TASK SET:
**A)** Return the stretch of the notes on painters from "John Henry Twachtman" through "An American painter.", copied word for word.
**B)** Answer these questions from the notes on painters:
(i) To which artist is Albert Pinkham Ryder compared?
(ii) Whose palette is named in the note on Julian Alden Weir?
(iii) Which part of George Inness's work is called quite superb?

EXTRACTED TEXT:
☆ ☆ ☆ ☆ ☆ ☆ ☆
George Caleb Bingham & Some Landscaping Friends

George Caleb Bingham - A kind of history. A kind of style. It's the stillness that warms me. Yes he plays with the light, but not like all those romantic sentimental myth-makers.
Winslow Homer - Workmanlike and truthful? I'm not sure; it's the strong very deliberate compositions he employs together with his ease of execution that keeps me returning to his paintings.

Thomas Eakins - odd combinations of hard-edged naturalism with softer looser elements. Disconcerting.

Eastman Johnson - Paintings more sensuous than Homer but somehow not quite finished.

Albert Pinkham Ryder - Like Turner probably born a century too early.

Ralph Albert Blakelock - Sentimental nostalgia fit only for shadow puppet show backgrounds.

George Inness - Once he got past the romantic stage his tonal work was quite superb.

William Merritt Chase - Artist sees European Impressionism and goes to the beach in America. A shark wouldn't have gone astray.

John Henry Twachtman - I think I would've like to have seen his snow melt.

Julian Alden Weir - Strong compositions influenced by those Japanese prints we all love, with Cezanne's palette painted rather flatly.

Childe Hassam - Camille Pissarro goes to New York.

Robert Henri - Impressionism into Expressionism. Braver renditions of cities than most contemporaries.

John Sloan - Quirky, yet a realist. An American painter.

George Luks - Pushed that paint around like he was really trying to do something. I like that he tried.
☆ ☆ ☆ ☆ ☆ ☆ ☆
DATA LISTING:
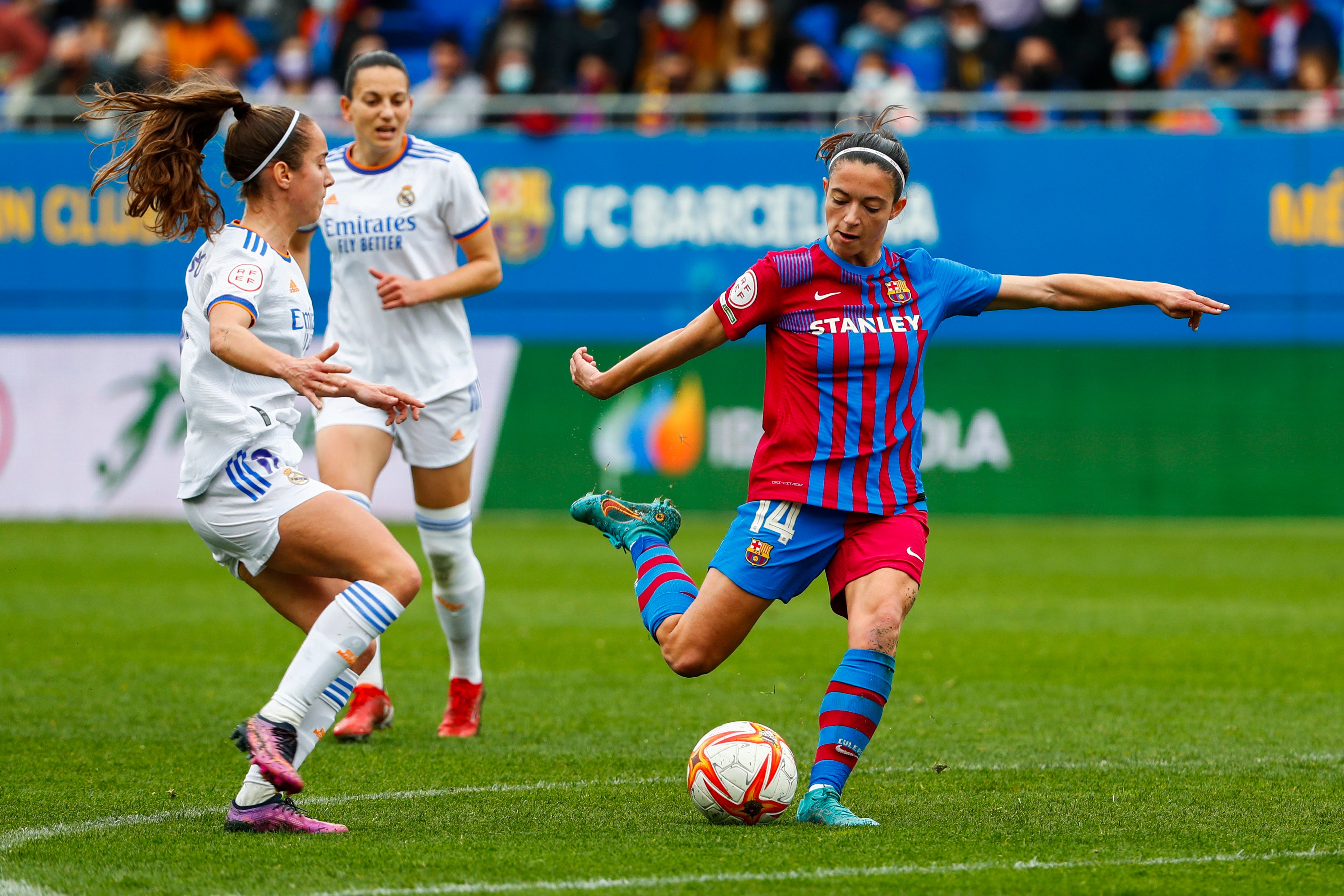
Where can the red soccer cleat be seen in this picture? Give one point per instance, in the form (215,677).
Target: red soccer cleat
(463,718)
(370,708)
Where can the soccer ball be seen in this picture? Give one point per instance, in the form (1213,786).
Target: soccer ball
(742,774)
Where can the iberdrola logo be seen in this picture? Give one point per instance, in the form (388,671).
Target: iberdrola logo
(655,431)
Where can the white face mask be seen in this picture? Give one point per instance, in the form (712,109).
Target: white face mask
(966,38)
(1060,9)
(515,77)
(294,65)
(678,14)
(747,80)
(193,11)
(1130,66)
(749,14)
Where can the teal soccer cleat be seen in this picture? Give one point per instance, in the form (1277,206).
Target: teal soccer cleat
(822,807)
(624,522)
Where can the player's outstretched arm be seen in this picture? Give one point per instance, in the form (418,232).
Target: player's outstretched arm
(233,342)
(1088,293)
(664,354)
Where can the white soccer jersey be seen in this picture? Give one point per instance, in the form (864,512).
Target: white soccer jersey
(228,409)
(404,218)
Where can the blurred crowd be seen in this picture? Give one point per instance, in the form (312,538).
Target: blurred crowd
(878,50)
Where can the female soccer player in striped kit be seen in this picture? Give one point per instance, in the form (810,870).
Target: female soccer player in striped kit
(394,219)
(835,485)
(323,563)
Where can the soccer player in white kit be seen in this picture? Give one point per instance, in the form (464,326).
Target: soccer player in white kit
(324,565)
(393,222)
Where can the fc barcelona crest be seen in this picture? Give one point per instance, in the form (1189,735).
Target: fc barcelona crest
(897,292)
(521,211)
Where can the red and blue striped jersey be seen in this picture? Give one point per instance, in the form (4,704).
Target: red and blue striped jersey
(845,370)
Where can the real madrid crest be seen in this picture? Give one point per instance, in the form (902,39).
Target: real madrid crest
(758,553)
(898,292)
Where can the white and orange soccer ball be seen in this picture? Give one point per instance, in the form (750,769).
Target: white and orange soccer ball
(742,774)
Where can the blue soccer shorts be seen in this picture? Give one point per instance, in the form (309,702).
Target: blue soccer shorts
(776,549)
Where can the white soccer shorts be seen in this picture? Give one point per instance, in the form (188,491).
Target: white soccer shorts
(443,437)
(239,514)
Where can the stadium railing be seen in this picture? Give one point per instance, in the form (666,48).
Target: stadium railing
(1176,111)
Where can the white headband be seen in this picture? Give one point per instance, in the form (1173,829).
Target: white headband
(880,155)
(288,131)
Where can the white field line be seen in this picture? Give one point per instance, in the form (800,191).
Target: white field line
☆ ☆ ☆ ☆ ☆ ☆ ☆
RESULTS IN ORDER:
**A)**
John Henry Twachtman - I think I would've like to have seen his snow melt.

Julian Alden Weir - Strong compositions influenced by those Japanese prints we all love, with Cezanne's palette painted rather flatly.

Childe Hassam - Camille Pissarro goes to New York.

Robert Henri - Impressionism into Expressionism. Braver renditions of cities than most contemporaries.

John Sloan - Quirky, yet a realist. An American painter.

**B)**
(i) Turner
(ii) Cezanne's
(iii) His tonal work, once he got past the romantic stage